▶ _TASK PROMPT_: Every line of the listing below should be written out exactly, minus its images.

+++ DATA TO USE

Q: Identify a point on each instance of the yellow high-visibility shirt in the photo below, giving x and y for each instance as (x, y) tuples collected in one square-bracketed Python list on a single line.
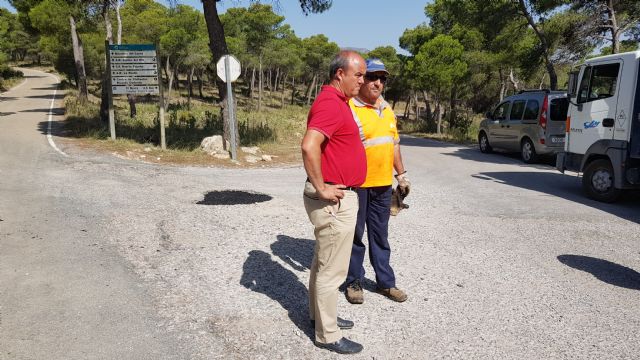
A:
[(379, 134)]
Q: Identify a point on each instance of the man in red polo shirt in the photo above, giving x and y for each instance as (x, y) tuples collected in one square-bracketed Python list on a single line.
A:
[(335, 161)]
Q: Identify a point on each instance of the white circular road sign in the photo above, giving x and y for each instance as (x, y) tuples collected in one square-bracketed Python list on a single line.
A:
[(234, 68)]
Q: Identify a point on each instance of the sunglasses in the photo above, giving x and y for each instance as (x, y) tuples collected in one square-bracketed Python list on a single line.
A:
[(373, 77)]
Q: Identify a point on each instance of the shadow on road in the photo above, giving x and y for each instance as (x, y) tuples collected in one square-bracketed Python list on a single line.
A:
[(604, 270), (57, 127), (420, 142), (54, 111), (264, 275), (48, 97), (52, 87), (500, 157), (566, 187)]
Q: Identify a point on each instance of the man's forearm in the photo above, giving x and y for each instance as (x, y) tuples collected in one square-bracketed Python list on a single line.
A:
[(398, 165)]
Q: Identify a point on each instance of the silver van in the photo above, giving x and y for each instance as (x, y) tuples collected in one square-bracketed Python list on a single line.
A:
[(531, 122)]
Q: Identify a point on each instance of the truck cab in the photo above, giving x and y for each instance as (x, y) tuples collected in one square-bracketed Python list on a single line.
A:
[(603, 126)]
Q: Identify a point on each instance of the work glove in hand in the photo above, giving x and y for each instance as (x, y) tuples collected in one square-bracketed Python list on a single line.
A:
[(404, 186)]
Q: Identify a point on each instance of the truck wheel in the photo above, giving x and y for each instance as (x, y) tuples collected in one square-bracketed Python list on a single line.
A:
[(598, 181), (483, 142), (528, 151)]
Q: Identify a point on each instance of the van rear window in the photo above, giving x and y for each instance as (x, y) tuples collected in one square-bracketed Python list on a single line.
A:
[(559, 108), (531, 111)]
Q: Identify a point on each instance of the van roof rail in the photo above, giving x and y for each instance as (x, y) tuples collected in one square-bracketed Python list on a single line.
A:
[(535, 90)]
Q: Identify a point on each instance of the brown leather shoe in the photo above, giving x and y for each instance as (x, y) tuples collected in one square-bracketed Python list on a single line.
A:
[(394, 294), (354, 293)]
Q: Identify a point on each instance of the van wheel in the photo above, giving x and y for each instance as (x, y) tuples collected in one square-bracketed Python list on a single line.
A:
[(528, 152), (483, 142), (598, 181)]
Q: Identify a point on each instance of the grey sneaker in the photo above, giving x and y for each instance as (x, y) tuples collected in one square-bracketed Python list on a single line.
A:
[(354, 293), (394, 294)]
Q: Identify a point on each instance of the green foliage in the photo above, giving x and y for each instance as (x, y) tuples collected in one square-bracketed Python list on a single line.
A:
[(143, 21), (318, 51), (438, 64), (412, 39)]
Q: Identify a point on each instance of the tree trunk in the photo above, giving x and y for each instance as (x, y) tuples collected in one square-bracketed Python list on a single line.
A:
[(217, 42), (293, 90), (284, 81), (427, 105), (78, 57), (453, 112), (514, 81), (253, 83), (615, 30), (439, 110), (260, 84), (132, 105), (407, 106), (503, 85), (542, 80), (104, 99), (218, 46), (190, 86), (553, 78), (417, 104), (310, 89), (199, 74), (170, 77), (119, 38)]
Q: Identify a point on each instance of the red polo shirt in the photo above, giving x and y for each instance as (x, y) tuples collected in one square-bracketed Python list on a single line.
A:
[(343, 158)]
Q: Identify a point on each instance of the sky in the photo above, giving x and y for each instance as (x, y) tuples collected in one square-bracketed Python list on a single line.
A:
[(349, 23)]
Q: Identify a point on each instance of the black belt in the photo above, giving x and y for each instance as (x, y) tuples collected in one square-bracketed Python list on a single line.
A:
[(350, 188)]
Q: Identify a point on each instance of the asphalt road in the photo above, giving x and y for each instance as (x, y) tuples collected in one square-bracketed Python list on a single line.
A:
[(105, 258)]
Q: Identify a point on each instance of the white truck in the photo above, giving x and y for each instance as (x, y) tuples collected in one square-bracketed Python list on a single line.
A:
[(603, 126)]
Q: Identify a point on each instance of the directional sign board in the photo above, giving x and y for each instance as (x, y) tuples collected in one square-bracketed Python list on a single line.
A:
[(234, 68), (134, 69)]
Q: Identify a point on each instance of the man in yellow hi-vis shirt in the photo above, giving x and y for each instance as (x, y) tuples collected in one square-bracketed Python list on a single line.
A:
[(379, 134)]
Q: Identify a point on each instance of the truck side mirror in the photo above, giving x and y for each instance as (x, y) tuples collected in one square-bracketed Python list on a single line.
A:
[(573, 84), (608, 122)]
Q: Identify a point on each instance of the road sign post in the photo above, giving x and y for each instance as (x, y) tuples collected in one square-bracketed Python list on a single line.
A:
[(228, 68), (112, 117), (134, 69)]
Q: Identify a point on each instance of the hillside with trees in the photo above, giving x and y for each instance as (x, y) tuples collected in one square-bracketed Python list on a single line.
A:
[(465, 57)]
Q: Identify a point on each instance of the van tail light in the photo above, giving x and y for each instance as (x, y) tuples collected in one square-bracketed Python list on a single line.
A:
[(543, 114)]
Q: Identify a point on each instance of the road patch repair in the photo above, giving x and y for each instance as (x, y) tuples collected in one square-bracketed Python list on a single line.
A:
[(233, 197)]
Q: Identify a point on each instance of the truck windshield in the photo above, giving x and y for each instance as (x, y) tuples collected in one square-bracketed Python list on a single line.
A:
[(558, 110)]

++++++

▶ _PROBLEM SOLUTION_:
Q: Identify a point on each instance of the yellow high-visibility shirt in the photo below, giving x and y for each instance as (x, y) tuples collected in one square-bracketed Python list on a single line.
A:
[(379, 134)]
Q: Identify a point on each instance of the man in red polo shirt in the photo above, giving x and y for each instance as (x, y) tuples collected in one square-bracketed Python list on a single line.
A:
[(335, 161)]
Q: Identify a point on each instance of the white circular road sign in the photo above, giving x and y for each instance as (x, y) tuples collected in one square-bracketed Python list on a single line.
A:
[(234, 68)]
Q: Identify a point on each instance of the sunglasses in the photo above, giving x and y for each instance as (x, y) tuples collected in one square-bracketed Python list on a single line.
A:
[(373, 77)]
Q: Identify a point on each instance of the shadow on road in the photo above, giving x and y for each instance as (x, y) tuples collected in one square-bracketed Python list on a single line.
A:
[(604, 270), (57, 127), (420, 142), (54, 111), (264, 275), (48, 97), (52, 87), (500, 157), (566, 187)]
Q: Identify a point on each instance of the man's forearm in the photo above, giving x and y for each instance as (x, y) tuples collected in one square-bracketed Python list on a single line.
A:
[(398, 165)]
Q: Identify a point on each instance of the silver van in the photo above, giving x and y for each instance as (x, y) tuples collected in one square-bracketed Python list on a single line.
A:
[(531, 122)]
Q: Identify a point on each instance of the truck cab in the photo above, giving x and y for each instance as (x, y) tuples collected in one square-bracketed Python list on a single line.
A:
[(603, 126)]
Q: Identify a point on each instance of the work glove in hand in the photo above, giving x and y for each instance as (x, y) tuples collected in one square-bracketed Python list on a single line.
A:
[(404, 186)]
Q: Identify a point on each instance of the truck wheel in the photo above, giving x and y for each instance as (x, y) tuples collected in one square-bracketed Python list on a single line.
A:
[(598, 181), (483, 142), (528, 151)]
Q: Identify a point on each instance of the van rear window in the photo above, giving x and y for each instance as (x, y) tuples collected in one square-bracketed Python list on a single line.
A:
[(559, 108), (531, 111)]
Q: Identify a point on each instance of the van roof rail in the photo above, giving x and y for each instance as (x, y) tuples collected in one square-bracketed Python list on a single line.
A:
[(535, 90)]
Q: Identify a point on each instance of the brown leather shoe in the photo above, giving x and y for each instance as (x, y) tuples collected in one square-bracketed Python list on a single line.
A:
[(394, 294), (354, 293)]
Q: Identify a point on each instance of the van wheel in the photo above, giving x and y for each instance as (x, y) tuples collected in one square-bracketed Python list on a single line.
A:
[(528, 152), (483, 142), (598, 181)]
Q: Identify a point on each instance of the grey sneaker in the photo above, giving x and y for each instance as (x, y) tuples collected in one square-bracketed Python list on a single line.
A:
[(354, 293), (394, 294)]
Q: Identify a point on each instance of the green foliage in the photo above, giving x and y for each instance as (x, y) tuples collected in one square-bracketed Python list on a single line.
A:
[(143, 21), (318, 51), (438, 64), (412, 39)]
Q: Identify a point on each instance of the tree trunk in the photo above, giving x and y for each instance as (x, y) tuples collected in one square-bracketed Python list on a single line.
A:
[(217, 42), (293, 90), (284, 81), (427, 105), (78, 57), (453, 112), (514, 81), (253, 83), (615, 30), (439, 110), (260, 84), (132, 105), (407, 106), (503, 85), (542, 80), (104, 99), (218, 46), (190, 86), (553, 78), (417, 104), (310, 89), (199, 74), (170, 77), (119, 38)]
Q: Identify a point on each instance of the red polo shirt in the photo above, giving x and y for each instance as (x, y) tuples collected in one square-bracketed Python list on a single line.
A:
[(343, 158)]
Q: Identify a point on each instance of the sky in the photo above, giving x and y for each instance as (x, y) tuples collected in one square-bracketed Python list on a single line.
A:
[(349, 23)]
Q: Identify a point on each instance of the black belt in the photo above, giving x and y for each instance as (x, y) tuples collected in one square-bracketed Python list on a single line.
A:
[(350, 188)]
Q: Identify a point on each instance of the asphalt road in the photo above, giving x and y for each instance as (x, y) tuples collected in one square-bracketed Python list on a single line.
A:
[(105, 258)]
Q: Identify a point on each instance of the white truck in the photo above, giving x and y for each instance as (x, y) tuples collected in one square-bracketed Python list on a single line.
A:
[(603, 126)]
Q: Identify a point on each instance of the directional sign board in the photo above, giving x and y for each instance as (x, y) tuples collected in one square-bracketed Python list on a single line.
A:
[(234, 68), (134, 69)]
Q: Identify a point on each instance of the man in yellow hi-vis shirt in the photo above, giving x and y for each instance as (x, y) tuples collected in one square-bracketed Python list on a single line.
A:
[(379, 134)]
Q: Identify a point on each instance of the truck side mirror in the photo above, giving x and y for each instance as (x, y) tuples collected in one square-bracketed Python list on a single line.
A:
[(573, 84), (608, 122)]
Q: Identify a point on each instance of the road sign post in the photo above, giving x and y for each instance as (x, y) tuples collected in one square-bracketed Python list on a single line.
A:
[(228, 68), (112, 117), (134, 69)]
Q: Identify a point on each instance of the hillside with trees in the photo above, giving x and y for each instance as (x, y) tuples collected in one square-bracketed Python list on a single line.
A:
[(465, 57)]
Q: Identify a point on each instance of the van tail light in the photo above, giving x and y for each instance as (x, y) tuples collected in one square-bracketed Python list on a single line.
A:
[(543, 114)]
Q: Identify a point on each instance of the road patch repair in the photo above, giving x and y for each instance as (x, y) tuples collected in one square-bracketed Python list on a single line.
A:
[(233, 197)]
Q: Identify a point on each instance of the truck windshield in the photo above, giving x and y for each instance as (x, y) tuples collected in one square-bracketed Python list on a single line.
A:
[(558, 110)]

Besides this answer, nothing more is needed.